Segment Start: Reading passage

In 2004, Mhalu co-signed a letter in support for vaccine trials of the RV144 HIV vaccine. This phase III clinical trial in Thailand immunized three-thousand volunteers and tests immune responses at the cellular level. The trial is sponsored by Thai and United States government, and has received some criticism by Dennis Burton and colleagues. Mhalu recognized benefit from this clinical trial because of its contribution to gain knowledge on HIV vaccination development.

Mhalu's most recent published work has been focused on the molecular epidemiology of HIV, vaccine trials among police officers in Tanzania, and HIV infection transmitted through breast milk.

== TANSWED ==
Started in 1986 by collaboration of Mhalu and Biberfeld, TANSWED, a Tanzanian and Swedish HIV/AIDS program, is a bilateral project aimed at collecting information about HIV infections in Tanzania. In 1987, this program launched a research project in Kagera Region called KARP (Kagera AIDS Research Project) to study HIV prevalence in blood samples among adults. Not too soon after this first project, TANSWED expanded their research areas outside of Kagera due to their growing numbers of researchers involved in the program. The main goals of TANSWED included advancing knowledge on the epidemiology and immunopathology of AIDS, studying behaviors that increased the risk of infection, and analyzing less expensive diagnostic techniques. TANSWED has supported the research of many Tanzanian scientists, including Japhet Killewo

As a co-coordinator of the program, Mhalu made large contributions to many projects within TANSWED, as well participating in meetings to evaluate and improve the program overall. In 1988, Mhalu attended the 3rd International Conference on AIDS in Africa in Arusha, Tanzania and served as a chair member. Mhalu supervised the eight subprograms initiated through TANSWED, which included, but is not limited to, improving the diagnosis of HIV-1, studying mother-to-child transmission of HIV-1, and evaluating HIV-1 vaccine preparations. Some projects that Mhalu took part in include the research of improving HIV-1 laboratory diagnosis, preparation for HIV-1 vaccine evaluations in Tanzania, and studies that focused on young people and STDs in comparison with HIV.

Segment End: Reading passage
Segment Start: Available data

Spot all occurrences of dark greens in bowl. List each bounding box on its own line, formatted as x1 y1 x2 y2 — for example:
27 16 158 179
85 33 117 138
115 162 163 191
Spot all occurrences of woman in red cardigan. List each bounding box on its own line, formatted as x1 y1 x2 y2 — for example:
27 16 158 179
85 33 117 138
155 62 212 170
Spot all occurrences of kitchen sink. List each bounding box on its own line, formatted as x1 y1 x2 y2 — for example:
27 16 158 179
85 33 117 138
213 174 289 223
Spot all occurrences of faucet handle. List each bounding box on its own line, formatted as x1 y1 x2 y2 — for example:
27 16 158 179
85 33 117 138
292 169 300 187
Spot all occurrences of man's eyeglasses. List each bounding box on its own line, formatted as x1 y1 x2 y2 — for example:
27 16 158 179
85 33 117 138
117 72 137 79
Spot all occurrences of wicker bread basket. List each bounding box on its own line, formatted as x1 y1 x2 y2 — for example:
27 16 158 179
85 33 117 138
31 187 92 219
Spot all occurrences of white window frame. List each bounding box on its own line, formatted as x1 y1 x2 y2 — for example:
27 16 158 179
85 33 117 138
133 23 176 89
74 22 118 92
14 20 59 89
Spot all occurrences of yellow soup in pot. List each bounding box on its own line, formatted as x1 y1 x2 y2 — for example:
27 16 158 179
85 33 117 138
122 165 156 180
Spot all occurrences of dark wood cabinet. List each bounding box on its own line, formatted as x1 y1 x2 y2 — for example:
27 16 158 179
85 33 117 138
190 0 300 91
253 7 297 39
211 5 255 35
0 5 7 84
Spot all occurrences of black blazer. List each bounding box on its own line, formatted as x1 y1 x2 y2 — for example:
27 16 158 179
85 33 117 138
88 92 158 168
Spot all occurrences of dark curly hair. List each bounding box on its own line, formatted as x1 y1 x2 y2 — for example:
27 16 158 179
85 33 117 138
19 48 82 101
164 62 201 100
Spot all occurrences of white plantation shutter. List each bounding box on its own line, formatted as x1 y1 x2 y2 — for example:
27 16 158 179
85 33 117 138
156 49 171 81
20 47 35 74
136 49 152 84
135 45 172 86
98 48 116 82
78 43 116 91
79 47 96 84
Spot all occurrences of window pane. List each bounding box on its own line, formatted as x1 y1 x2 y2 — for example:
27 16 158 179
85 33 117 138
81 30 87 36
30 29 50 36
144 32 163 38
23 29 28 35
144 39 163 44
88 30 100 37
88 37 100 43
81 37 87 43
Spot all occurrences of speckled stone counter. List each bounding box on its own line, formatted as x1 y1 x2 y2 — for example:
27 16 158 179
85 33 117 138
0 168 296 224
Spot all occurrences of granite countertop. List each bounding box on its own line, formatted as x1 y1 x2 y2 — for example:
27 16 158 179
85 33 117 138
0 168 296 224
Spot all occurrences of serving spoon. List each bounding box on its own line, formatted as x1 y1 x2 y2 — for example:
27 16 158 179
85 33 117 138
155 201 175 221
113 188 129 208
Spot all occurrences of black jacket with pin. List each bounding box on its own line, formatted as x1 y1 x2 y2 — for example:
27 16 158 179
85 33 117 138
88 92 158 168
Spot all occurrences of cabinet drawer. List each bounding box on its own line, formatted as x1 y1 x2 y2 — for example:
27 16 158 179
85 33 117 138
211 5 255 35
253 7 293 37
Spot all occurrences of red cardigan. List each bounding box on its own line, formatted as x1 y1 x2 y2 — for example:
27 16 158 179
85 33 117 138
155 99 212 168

Segment End: Available data

[Task details]:
Continue the passage about Mhalu's HIV research and the TANSWED program, picking up after its final sentence. The listing comes from a separate source and is unrelated to the passage about Mhalu's HIV research.

[Written answer]:
Some scientific articles that Mhalu has published through TANSWED include a comparison study of HIV prevalence in controls and patients, a case definition explanation of AIDS, and a population-based study of HIV prevalence in the Kagera region.

== Selected works and publications ==

- HIV/AIDS, a publication explaining pathology, prevention, and infection of AIDS.
- Acceptability of voluntary HIV testing with counseling in a rural village in Kagera, Tanzania, a pilot study.
- Alternative confirmatory strategies in HIV-1 antibody testing.
- Clinical case definition of AIDS in African adults.
- Decline in the prevalence of HIV-1 infection in young women in the Kagera region of Tanzania.
- Late postnatal transmission of human immunodeficiency virus type 1 infection from mothers to infants in Dar Es Salaam.